▶ [Task directions] Switch "metal bracket" to "steel bracket" in everything from the line containing "of the metal" down to the end of the lines, and give back only that stretch with nothing else changed.

[Stored data entries]
********

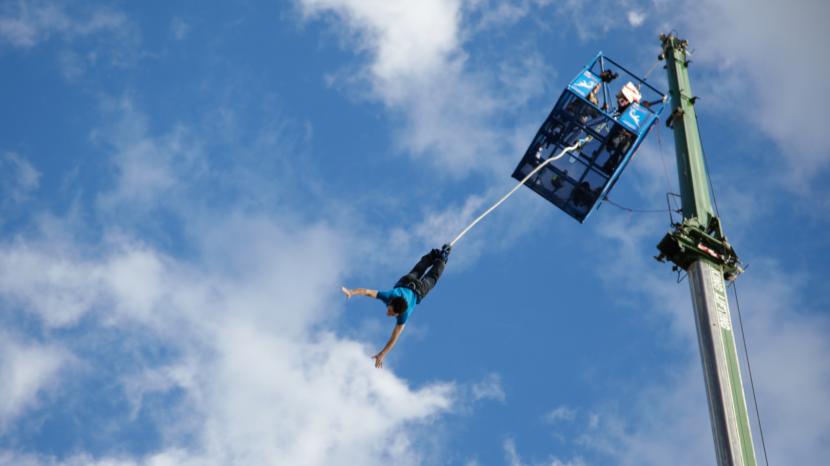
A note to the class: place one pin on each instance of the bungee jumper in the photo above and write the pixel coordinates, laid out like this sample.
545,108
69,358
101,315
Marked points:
601,141
406,293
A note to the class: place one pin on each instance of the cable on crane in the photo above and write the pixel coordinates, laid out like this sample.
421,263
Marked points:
632,210
663,158
578,144
706,162
749,368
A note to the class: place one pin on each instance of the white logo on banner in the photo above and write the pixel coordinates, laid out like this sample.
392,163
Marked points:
585,84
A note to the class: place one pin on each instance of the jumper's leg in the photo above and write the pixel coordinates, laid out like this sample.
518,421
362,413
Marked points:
417,271
428,282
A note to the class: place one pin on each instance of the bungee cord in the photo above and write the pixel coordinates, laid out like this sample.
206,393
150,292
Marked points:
578,144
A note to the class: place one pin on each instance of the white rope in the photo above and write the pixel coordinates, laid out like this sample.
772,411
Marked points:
567,149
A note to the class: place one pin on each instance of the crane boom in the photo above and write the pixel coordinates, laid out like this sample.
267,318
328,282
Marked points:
699,247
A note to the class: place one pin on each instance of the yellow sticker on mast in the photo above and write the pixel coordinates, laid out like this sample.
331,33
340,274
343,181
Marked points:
721,302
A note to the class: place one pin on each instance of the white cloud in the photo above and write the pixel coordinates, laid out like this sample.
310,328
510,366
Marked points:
562,412
513,458
636,18
91,35
418,68
761,68
488,389
25,370
260,378
20,178
26,23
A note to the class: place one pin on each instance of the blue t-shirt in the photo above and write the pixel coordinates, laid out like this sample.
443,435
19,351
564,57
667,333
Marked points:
405,293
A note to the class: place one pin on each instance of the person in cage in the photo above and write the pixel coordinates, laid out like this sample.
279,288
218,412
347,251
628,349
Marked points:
558,181
617,146
407,292
586,196
625,97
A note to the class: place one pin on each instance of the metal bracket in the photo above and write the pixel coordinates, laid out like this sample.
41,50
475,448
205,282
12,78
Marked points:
676,114
689,243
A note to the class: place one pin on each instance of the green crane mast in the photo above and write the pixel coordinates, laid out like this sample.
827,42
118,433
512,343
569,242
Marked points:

********

▶ [Exercise solution]
A note to the class: place one pin on each instance of the steel bracket in the photo above and write the pixel coordinates, laid out like this sample.
41,50
475,448
205,282
12,78
Marked points:
676,114
689,243
A note to the class: place one pin on each instance of the green crane mast in the photo above and write the pixel coordinates, laid out like this sample.
827,42
118,433
512,343
569,242
Marked points:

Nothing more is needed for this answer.